- _WHAT TO PRODUCE_
Look through the records below and collect all lines that hold the string "every".

- _TASK DATA_
=== Section Start ===

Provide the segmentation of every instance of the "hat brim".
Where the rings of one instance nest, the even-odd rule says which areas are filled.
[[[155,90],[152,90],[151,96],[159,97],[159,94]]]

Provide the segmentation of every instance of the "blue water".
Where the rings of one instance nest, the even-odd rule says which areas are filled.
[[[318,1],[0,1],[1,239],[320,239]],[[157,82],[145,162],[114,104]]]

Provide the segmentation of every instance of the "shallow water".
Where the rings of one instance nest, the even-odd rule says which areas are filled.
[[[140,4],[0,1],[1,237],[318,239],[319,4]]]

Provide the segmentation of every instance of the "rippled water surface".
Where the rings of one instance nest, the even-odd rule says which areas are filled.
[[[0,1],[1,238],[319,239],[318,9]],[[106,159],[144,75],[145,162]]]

=== Section End ===
=== Section Start ===

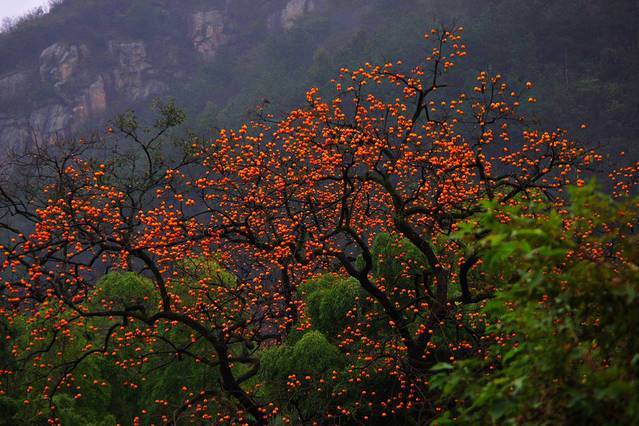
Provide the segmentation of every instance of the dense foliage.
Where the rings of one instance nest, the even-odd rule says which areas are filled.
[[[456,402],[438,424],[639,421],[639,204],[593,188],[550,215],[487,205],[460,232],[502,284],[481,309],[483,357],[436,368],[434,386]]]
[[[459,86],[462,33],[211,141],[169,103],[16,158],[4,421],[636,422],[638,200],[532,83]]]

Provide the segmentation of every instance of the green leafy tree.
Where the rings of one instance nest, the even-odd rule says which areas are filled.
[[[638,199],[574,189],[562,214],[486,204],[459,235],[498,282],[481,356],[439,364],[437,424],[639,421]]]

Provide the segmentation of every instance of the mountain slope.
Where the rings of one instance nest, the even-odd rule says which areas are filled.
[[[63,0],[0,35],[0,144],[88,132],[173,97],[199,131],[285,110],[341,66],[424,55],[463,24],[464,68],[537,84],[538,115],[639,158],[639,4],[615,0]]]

=== Section End ===
=== Section Start ===

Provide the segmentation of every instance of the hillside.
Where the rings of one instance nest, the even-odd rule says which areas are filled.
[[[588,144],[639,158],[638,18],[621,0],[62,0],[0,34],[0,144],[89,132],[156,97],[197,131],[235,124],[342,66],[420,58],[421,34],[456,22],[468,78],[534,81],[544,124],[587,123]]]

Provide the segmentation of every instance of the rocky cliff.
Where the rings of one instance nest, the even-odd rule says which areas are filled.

=== Section End ===

- _WRITTEN SOLUTION_
Provide the segmentation of every instance of the "hat brim".
Provide the segmentation of every instance of the "blue water".
Provide the segmentation of every instance of the "shallow water".
Provide the segmentation of every instance of the "rippled water surface".
Provide the segmentation of every instance of the dense foliage.
Provide the segmentation of every instance of the green leafy tree.
Provide the segmentation of every instance of the mountain slope.
Provide the segmentation of every instance of the hillside.
Provide the segmentation of every instance of the rocky cliff.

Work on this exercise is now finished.